*Aim of the exercise*. Exclude images, then output the remaining data verbatim.

*Extracted material*.

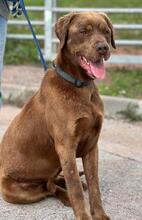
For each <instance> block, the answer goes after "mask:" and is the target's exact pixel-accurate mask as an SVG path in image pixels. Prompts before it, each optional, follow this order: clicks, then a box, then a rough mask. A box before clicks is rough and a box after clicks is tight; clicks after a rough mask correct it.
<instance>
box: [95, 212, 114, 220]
mask: <svg viewBox="0 0 142 220" xmlns="http://www.w3.org/2000/svg"><path fill="white" fill-rule="evenodd" d="M92 219H93V220H111V219H110V217H109V216H107V215H106V214H105V213H96V214H95V215H92Z"/></svg>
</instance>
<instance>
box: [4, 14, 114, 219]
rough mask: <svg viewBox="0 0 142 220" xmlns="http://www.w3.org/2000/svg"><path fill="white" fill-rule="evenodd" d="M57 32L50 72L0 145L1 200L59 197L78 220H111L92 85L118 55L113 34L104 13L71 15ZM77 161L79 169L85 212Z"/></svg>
mask: <svg viewBox="0 0 142 220" xmlns="http://www.w3.org/2000/svg"><path fill="white" fill-rule="evenodd" d="M55 31H56V34H57V37H58V38H59V40H60V46H59V51H58V54H57V58H56V59H55V61H54V65H53V67H52V68H50V69H49V70H48V71H47V74H45V76H44V78H43V81H42V83H41V87H40V89H39V90H38V91H37V93H36V94H35V95H34V96H33V97H32V98H31V99H30V100H29V102H28V103H27V104H25V105H24V107H23V109H22V111H21V113H20V114H18V115H17V116H16V118H15V119H14V120H13V122H12V123H11V125H10V126H9V128H8V129H7V131H6V133H5V135H4V137H3V140H2V142H1V146H0V151H1V152H0V169H1V193H2V196H3V198H4V199H5V200H6V201H8V202H10V203H31V202H36V201H39V200H41V199H43V198H45V197H47V196H48V195H49V196H50V195H51V196H56V197H57V198H59V199H61V201H62V202H64V203H65V204H68V205H69V203H70V204H71V206H72V208H73V210H74V214H75V217H76V219H77V220H91V219H93V220H108V219H110V218H109V217H108V216H107V215H106V214H105V211H104V209H103V207H102V201H101V196H100V190H99V182H98V138H99V135H100V131H101V127H102V121H103V104H102V101H101V99H100V96H99V94H98V90H97V88H96V85H95V84H94V79H96V78H98V79H103V78H104V77H105V68H104V60H107V59H108V58H109V57H110V47H111V46H112V47H113V48H115V42H114V38H113V27H112V24H111V22H110V20H109V18H108V17H107V16H106V15H105V14H103V13H95V12H89V13H88V12H85V13H70V14H67V15H65V16H64V17H62V18H60V19H59V20H58V21H57V23H56V24H55ZM77 157H81V158H82V162H83V167H84V173H85V176H86V180H87V187H88V191H89V201H90V212H88V210H87V208H86V205H85V200H84V196H83V187H82V184H81V181H80V176H79V172H78V169H77V164H76V158H77ZM61 171H62V172H63V175H64V179H65V184H66V188H65V187H63V185H64V184H63V179H62V178H61V177H59V174H60V172H61ZM66 189H67V190H66Z"/></svg>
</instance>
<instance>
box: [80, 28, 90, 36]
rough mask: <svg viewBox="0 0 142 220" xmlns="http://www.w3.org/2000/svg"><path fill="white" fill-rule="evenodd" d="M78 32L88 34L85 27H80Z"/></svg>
mask: <svg viewBox="0 0 142 220" xmlns="http://www.w3.org/2000/svg"><path fill="white" fill-rule="evenodd" d="M79 32H80V34H84V35H86V34H88V31H87V30H86V29H81V30H79Z"/></svg>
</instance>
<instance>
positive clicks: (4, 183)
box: [1, 177, 49, 204]
mask: <svg viewBox="0 0 142 220" xmlns="http://www.w3.org/2000/svg"><path fill="white" fill-rule="evenodd" d="M1 192H2V196H3V198H4V200H6V201H7V202H9V203H21V204H27V203H33V202H37V201H40V200H41V199H44V198H45V197H46V196H47V195H48V194H49V193H48V191H47V189H46V182H45V184H44V183H38V184H37V183H32V182H31V183H27V182H26V183H25V182H18V181H16V180H13V179H12V178H10V177H2V180H1Z"/></svg>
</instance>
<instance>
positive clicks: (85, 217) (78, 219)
mask: <svg viewBox="0 0 142 220" xmlns="http://www.w3.org/2000/svg"><path fill="white" fill-rule="evenodd" d="M76 220H92V217H91V216H90V215H89V214H87V213H82V215H81V216H79V217H77V218H76Z"/></svg>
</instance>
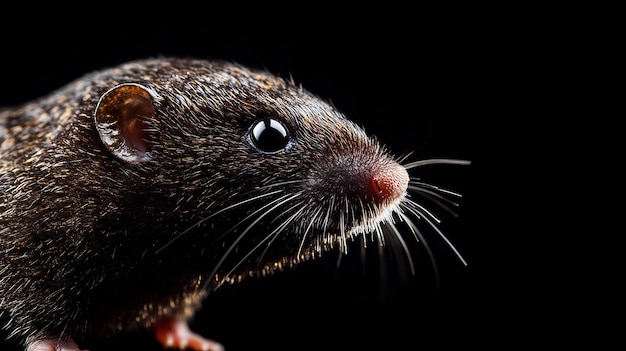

*Answer box*.
For each <instance> block, the answer goes after "mask:" and is the target's exact pixel-accurate mask as an SVG path in image pixels. Prompts before it, each optional, follow this order: clicks, then a box, then a rough mask. A box before clicks is rough and a box after clicks is tight; clicks after a rough mask correct it.
<instance>
box: [95, 212, 114, 220]
mask: <svg viewBox="0 0 142 220" xmlns="http://www.w3.org/2000/svg"><path fill="white" fill-rule="evenodd" d="M92 219H93V220H111V219H110V217H109V216H107V215H106V214H105V213H96V214H95V215H92Z"/></svg>
</instance>
<instance>
box: [4, 14, 114, 219]
rough mask: <svg viewBox="0 0 142 220" xmlns="http://www.w3.org/2000/svg"><path fill="white" fill-rule="evenodd" d="M57 32L50 72L0 145L1 200L59 197L78 220H111L92 85L118 55L113 34L104 13L71 15ZM77 161L79 169L85 212Z"/></svg>
mask: <svg viewBox="0 0 142 220" xmlns="http://www.w3.org/2000/svg"><path fill="white" fill-rule="evenodd" d="M55 31H56V34H57V37H58V38H59V40H60V46H59V51H58V54H57V58H56V59H55V61H54V65H53V67H52V68H50V69H49V70H48V71H47V74H45V76H44V78H43V81H42V83H41V87H40V89H39V90H38V91H37V93H36V94H35V95H34V96H33V97H32V98H31V99H30V100H29V102H28V103H27V104H25V105H24V107H23V109H22V111H21V113H20V114H18V115H17V116H16V118H15V119H14V120H13V122H12V123H11V125H10V126H9V128H8V129H7V131H6V133H5V135H4V137H3V140H2V142H1V146H0V151H1V152H0V169H1V193H2V196H3V198H4V199H5V200H6V201H8V202H10V203H31V202H36V201H39V200H41V199H43V198H45V197H47V196H48V195H49V196H50V195H51V196H56V197H57V198H59V199H61V201H62V202H64V203H65V204H68V205H69V203H70V204H71V206H72V208H73V210H74V214H75V217H76V219H77V220H91V219H93V220H108V219H110V218H109V217H108V216H107V215H106V214H105V211H104V209H103V207H102V201H101V196H100V190H99V182H98V138H99V135H100V131H101V127H102V121H103V104H102V101H101V99H100V96H99V94H98V90H97V88H96V85H95V84H94V79H96V78H98V79H103V78H104V77H105V68H104V60H107V59H108V58H109V57H110V47H111V46H112V47H113V48H115V42H114V38H113V27H112V24H111V22H110V20H109V18H108V17H107V16H106V15H105V14H103V13H95V12H89V13H88V12H85V13H70V14H67V15H65V16H64V17H62V18H60V19H59V20H58V21H57V23H56V24H55ZM77 157H81V158H82V162H83V167H84V173H85V176H86V180H87V187H88V191H89V201H90V212H88V210H87V208H86V205H85V200H84V196H83V187H82V184H81V181H80V176H79V172H78V169H77V164H76V158H77ZM61 171H62V172H63V175H64V179H65V184H66V188H65V187H63V185H64V184H63V179H62V178H61V177H59V174H60V172H61ZM66 189H67V190H66Z"/></svg>
</instance>
<instance>
box: [80, 28, 90, 36]
rough mask: <svg viewBox="0 0 142 220" xmlns="http://www.w3.org/2000/svg"><path fill="white" fill-rule="evenodd" d="M78 32L88 34L85 27H80Z"/></svg>
mask: <svg viewBox="0 0 142 220" xmlns="http://www.w3.org/2000/svg"><path fill="white" fill-rule="evenodd" d="M79 32H80V34H84V35H86V34H88V31H87V30H86V29H81V30H79Z"/></svg>
</instance>
<instance>
positive clicks: (4, 183)
box: [1, 177, 49, 204]
mask: <svg viewBox="0 0 142 220" xmlns="http://www.w3.org/2000/svg"><path fill="white" fill-rule="evenodd" d="M1 192H2V196H3V198H4V200H6V201H7V202H9V203H21V204H27V203H33V202H37V201H40V200H41V199H44V198H45V197H46V196H47V195H48V194H49V193H48V191H47V189H46V182H45V184H44V183H38V184H37V183H32V182H31V183H27V182H26V183H25V182H18V181H16V180H13V179H12V178H10V177H2V180H1Z"/></svg>
</instance>
<instance>
positive clicks: (85, 217) (78, 219)
mask: <svg viewBox="0 0 142 220" xmlns="http://www.w3.org/2000/svg"><path fill="white" fill-rule="evenodd" d="M76 220H92V217H91V216H90V215H89V214H87V213H82V215H81V216H79V217H77V218H76Z"/></svg>
</instance>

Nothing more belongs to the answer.